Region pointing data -
□ □ □ □ □

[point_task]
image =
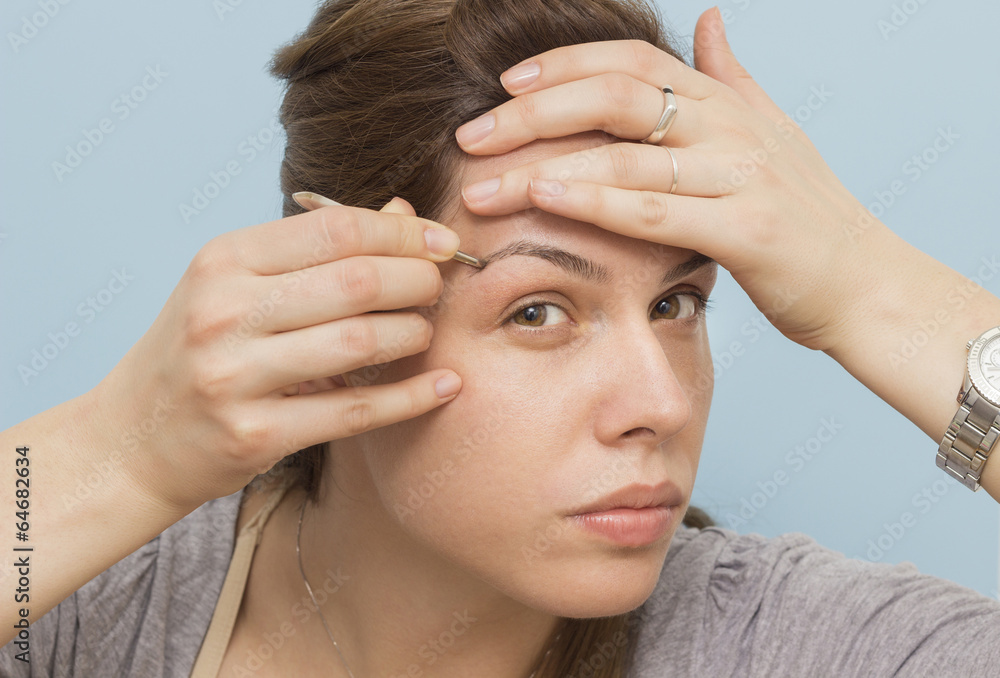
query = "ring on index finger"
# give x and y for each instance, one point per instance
(666, 120)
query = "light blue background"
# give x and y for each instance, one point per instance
(63, 239)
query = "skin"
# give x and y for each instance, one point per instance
(790, 229)
(602, 397)
(755, 195)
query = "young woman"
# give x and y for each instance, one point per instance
(481, 470)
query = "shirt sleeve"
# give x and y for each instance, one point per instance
(146, 615)
(787, 606)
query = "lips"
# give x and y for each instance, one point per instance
(636, 496)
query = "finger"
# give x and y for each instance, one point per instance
(637, 58)
(399, 206)
(613, 102)
(676, 220)
(333, 348)
(343, 288)
(714, 57)
(638, 167)
(343, 412)
(329, 234)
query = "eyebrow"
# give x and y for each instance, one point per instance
(581, 266)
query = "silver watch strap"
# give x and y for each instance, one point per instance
(970, 438)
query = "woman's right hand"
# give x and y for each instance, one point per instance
(235, 372)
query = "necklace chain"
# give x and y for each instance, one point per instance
(298, 554)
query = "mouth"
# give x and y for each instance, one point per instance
(633, 516)
(636, 496)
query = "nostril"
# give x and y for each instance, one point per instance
(640, 431)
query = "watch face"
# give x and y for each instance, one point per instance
(989, 362)
(984, 366)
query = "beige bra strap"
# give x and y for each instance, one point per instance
(213, 648)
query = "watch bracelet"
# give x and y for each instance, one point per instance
(970, 438)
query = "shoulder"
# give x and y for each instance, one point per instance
(749, 605)
(153, 606)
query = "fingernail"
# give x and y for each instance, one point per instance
(447, 385)
(443, 241)
(546, 187)
(720, 24)
(473, 132)
(482, 190)
(521, 76)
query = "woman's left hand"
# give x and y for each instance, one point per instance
(753, 193)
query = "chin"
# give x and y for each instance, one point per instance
(605, 584)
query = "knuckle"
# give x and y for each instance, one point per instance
(644, 56)
(620, 90)
(212, 259)
(359, 416)
(527, 108)
(360, 280)
(214, 381)
(624, 162)
(358, 337)
(653, 209)
(206, 321)
(250, 435)
(344, 231)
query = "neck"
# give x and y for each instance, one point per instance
(394, 607)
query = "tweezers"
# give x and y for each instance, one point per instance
(320, 200)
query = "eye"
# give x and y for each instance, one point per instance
(679, 306)
(535, 314)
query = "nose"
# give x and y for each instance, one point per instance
(642, 401)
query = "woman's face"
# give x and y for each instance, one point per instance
(604, 381)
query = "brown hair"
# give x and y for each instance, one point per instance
(375, 92)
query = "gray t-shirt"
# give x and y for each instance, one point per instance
(726, 605)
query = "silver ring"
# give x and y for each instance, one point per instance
(673, 159)
(666, 120)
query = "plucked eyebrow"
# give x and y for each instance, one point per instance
(581, 266)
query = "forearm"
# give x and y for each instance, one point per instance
(84, 514)
(907, 339)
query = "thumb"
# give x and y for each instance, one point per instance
(714, 57)
(399, 206)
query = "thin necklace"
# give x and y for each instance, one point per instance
(298, 553)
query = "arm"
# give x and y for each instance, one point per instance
(198, 406)
(754, 194)
(84, 515)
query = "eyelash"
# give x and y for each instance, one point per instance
(705, 304)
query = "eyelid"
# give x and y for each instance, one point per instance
(703, 301)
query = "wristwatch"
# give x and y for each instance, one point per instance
(973, 432)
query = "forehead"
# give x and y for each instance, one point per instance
(482, 235)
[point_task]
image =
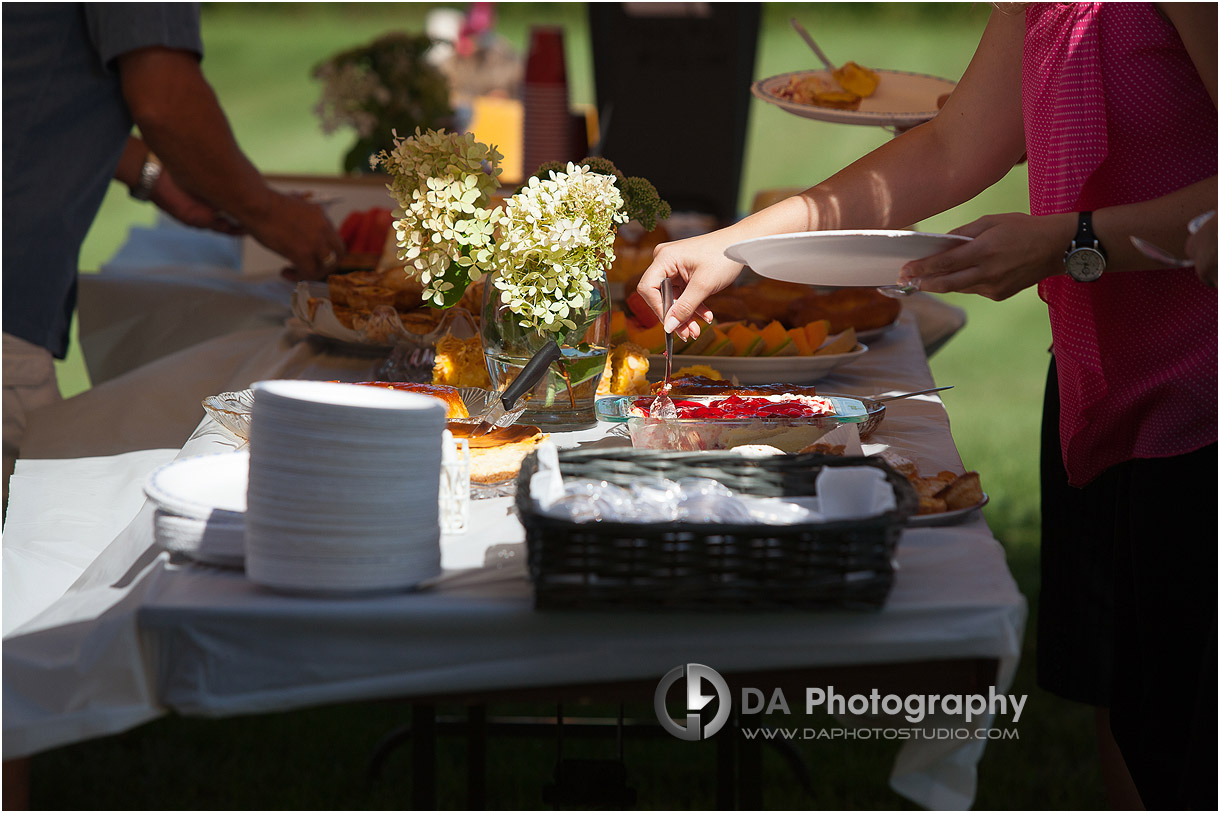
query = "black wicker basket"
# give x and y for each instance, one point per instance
(689, 565)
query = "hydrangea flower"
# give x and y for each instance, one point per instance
(556, 238)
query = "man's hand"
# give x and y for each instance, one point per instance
(187, 209)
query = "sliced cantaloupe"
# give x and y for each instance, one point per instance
(843, 342)
(774, 337)
(816, 332)
(699, 370)
(747, 339)
(800, 339)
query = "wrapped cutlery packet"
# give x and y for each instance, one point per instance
(843, 493)
(454, 484)
(613, 527)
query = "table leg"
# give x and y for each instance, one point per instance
(423, 757)
(726, 769)
(476, 758)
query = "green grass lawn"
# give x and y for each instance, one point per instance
(259, 59)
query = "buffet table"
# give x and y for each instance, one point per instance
(104, 631)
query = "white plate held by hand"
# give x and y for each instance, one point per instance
(866, 258)
(902, 99)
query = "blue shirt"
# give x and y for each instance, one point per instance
(65, 127)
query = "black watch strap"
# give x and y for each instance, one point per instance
(1085, 236)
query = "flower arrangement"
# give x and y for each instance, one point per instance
(549, 243)
(373, 88)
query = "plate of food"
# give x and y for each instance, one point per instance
(364, 310)
(789, 421)
(766, 369)
(859, 258)
(898, 98)
(948, 516)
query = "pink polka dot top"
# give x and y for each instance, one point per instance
(1114, 114)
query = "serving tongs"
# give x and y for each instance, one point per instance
(663, 405)
(508, 405)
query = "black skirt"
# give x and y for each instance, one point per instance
(1127, 609)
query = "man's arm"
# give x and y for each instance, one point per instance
(182, 122)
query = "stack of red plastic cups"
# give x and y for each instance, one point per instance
(547, 120)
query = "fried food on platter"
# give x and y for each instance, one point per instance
(460, 363)
(963, 492)
(626, 371)
(858, 79)
(820, 92)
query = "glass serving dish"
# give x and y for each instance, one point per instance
(689, 435)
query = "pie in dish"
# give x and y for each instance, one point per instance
(455, 408)
(497, 455)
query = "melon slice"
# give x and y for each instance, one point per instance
(746, 339)
(843, 342)
(816, 332)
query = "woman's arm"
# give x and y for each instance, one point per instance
(970, 144)
(1013, 252)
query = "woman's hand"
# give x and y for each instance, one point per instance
(1008, 254)
(698, 269)
(1201, 247)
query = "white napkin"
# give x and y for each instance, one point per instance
(853, 492)
(547, 484)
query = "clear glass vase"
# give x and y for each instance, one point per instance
(569, 390)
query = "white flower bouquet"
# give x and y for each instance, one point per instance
(549, 244)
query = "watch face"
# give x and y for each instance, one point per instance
(1085, 265)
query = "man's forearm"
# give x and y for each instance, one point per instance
(182, 121)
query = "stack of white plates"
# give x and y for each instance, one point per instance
(200, 502)
(343, 487)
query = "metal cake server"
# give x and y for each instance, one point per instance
(510, 403)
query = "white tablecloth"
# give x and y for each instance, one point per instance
(103, 631)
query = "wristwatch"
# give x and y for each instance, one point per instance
(149, 175)
(1085, 259)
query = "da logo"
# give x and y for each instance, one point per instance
(694, 674)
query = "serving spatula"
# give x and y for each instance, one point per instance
(510, 403)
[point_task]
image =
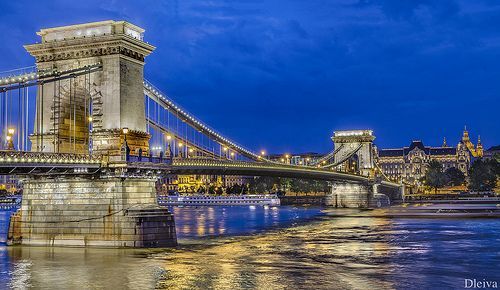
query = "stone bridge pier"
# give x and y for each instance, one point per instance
(105, 112)
(102, 212)
(357, 195)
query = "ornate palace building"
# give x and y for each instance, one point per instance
(410, 163)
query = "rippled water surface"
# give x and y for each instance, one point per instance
(275, 248)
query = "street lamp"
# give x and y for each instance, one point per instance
(10, 141)
(125, 132)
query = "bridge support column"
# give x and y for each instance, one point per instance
(103, 212)
(349, 195)
(356, 195)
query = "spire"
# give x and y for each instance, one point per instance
(479, 147)
(465, 136)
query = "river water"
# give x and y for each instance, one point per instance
(274, 248)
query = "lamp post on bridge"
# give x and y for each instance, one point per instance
(125, 148)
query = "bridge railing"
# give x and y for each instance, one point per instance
(47, 157)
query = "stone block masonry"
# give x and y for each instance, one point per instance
(113, 212)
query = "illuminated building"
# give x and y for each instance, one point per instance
(410, 163)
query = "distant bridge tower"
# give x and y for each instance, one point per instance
(354, 151)
(91, 109)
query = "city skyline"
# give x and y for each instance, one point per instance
(257, 65)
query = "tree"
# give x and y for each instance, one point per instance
(483, 175)
(455, 176)
(434, 176)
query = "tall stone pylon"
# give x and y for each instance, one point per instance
(92, 108)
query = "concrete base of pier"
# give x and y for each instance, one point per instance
(108, 212)
(356, 195)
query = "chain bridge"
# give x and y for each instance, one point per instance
(89, 137)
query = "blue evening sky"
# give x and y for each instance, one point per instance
(283, 75)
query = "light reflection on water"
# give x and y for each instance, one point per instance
(329, 252)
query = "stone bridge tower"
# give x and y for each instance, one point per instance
(354, 151)
(94, 108)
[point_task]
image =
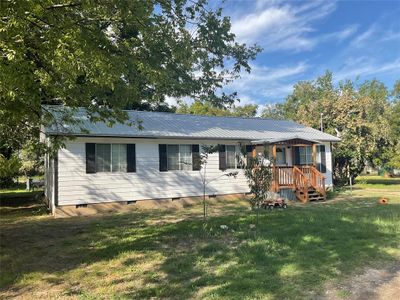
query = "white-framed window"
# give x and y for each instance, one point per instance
(111, 158)
(281, 156)
(179, 157)
(305, 155)
(230, 157)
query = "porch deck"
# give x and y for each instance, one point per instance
(306, 181)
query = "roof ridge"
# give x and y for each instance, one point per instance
(208, 116)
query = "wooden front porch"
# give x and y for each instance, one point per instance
(307, 182)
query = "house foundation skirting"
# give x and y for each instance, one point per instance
(65, 211)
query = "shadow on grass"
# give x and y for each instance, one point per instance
(378, 180)
(293, 252)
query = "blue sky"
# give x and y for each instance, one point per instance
(356, 40)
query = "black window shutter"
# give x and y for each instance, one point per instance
(196, 158)
(323, 159)
(90, 158)
(249, 153)
(131, 158)
(222, 157)
(162, 149)
(296, 155)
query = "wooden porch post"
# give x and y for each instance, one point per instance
(274, 173)
(314, 155)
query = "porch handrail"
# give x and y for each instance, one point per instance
(301, 183)
(318, 180)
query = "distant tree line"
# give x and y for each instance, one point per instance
(365, 116)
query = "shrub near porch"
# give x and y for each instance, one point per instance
(293, 253)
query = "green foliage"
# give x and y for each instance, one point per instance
(110, 55)
(273, 111)
(9, 169)
(358, 114)
(31, 160)
(208, 109)
(259, 178)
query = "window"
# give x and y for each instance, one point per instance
(111, 158)
(281, 156)
(118, 158)
(179, 157)
(305, 154)
(230, 157)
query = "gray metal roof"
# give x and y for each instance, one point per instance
(171, 125)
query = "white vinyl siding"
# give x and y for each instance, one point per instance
(306, 155)
(77, 187)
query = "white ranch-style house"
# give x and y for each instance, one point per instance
(104, 168)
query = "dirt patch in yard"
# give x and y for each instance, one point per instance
(372, 284)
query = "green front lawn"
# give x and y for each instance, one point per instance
(292, 254)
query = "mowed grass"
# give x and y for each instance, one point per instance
(291, 254)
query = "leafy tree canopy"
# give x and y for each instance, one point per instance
(110, 54)
(362, 115)
(207, 108)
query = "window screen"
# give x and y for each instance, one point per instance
(111, 158)
(185, 161)
(173, 157)
(230, 157)
(118, 158)
(103, 157)
(179, 157)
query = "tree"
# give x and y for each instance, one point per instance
(273, 111)
(208, 109)
(259, 178)
(248, 111)
(9, 169)
(358, 114)
(109, 55)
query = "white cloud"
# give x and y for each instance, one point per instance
(340, 35)
(363, 38)
(282, 26)
(266, 84)
(367, 68)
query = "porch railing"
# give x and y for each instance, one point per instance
(299, 178)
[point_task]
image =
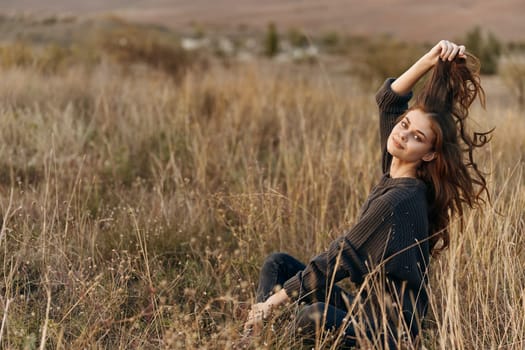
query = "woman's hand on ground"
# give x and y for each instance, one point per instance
(256, 316)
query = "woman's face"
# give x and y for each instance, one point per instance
(412, 139)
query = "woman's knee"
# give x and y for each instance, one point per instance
(309, 318)
(273, 261)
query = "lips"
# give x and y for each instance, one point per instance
(397, 143)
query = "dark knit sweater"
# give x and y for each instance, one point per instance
(393, 218)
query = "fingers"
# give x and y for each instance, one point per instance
(449, 50)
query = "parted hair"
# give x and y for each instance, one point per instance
(453, 177)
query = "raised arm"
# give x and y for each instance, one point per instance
(444, 50)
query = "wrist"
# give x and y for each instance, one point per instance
(428, 61)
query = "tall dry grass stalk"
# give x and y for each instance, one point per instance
(142, 207)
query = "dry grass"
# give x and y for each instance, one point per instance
(137, 210)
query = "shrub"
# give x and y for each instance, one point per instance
(512, 72)
(271, 44)
(486, 47)
(130, 45)
(373, 60)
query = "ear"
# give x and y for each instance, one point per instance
(430, 156)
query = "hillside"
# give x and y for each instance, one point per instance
(407, 19)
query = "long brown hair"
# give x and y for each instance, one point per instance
(453, 177)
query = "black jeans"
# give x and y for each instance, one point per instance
(277, 269)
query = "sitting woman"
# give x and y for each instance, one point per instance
(429, 174)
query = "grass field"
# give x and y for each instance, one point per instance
(137, 209)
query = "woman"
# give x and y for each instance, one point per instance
(428, 175)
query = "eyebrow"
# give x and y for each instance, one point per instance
(417, 130)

□ □ □ □ □

What the exercise asks -
Whenever the string "pier" turns up in a line above, copy that line out.

Answer to the exercise -
query = "stone bridge pier"
query = "concrete base of pier"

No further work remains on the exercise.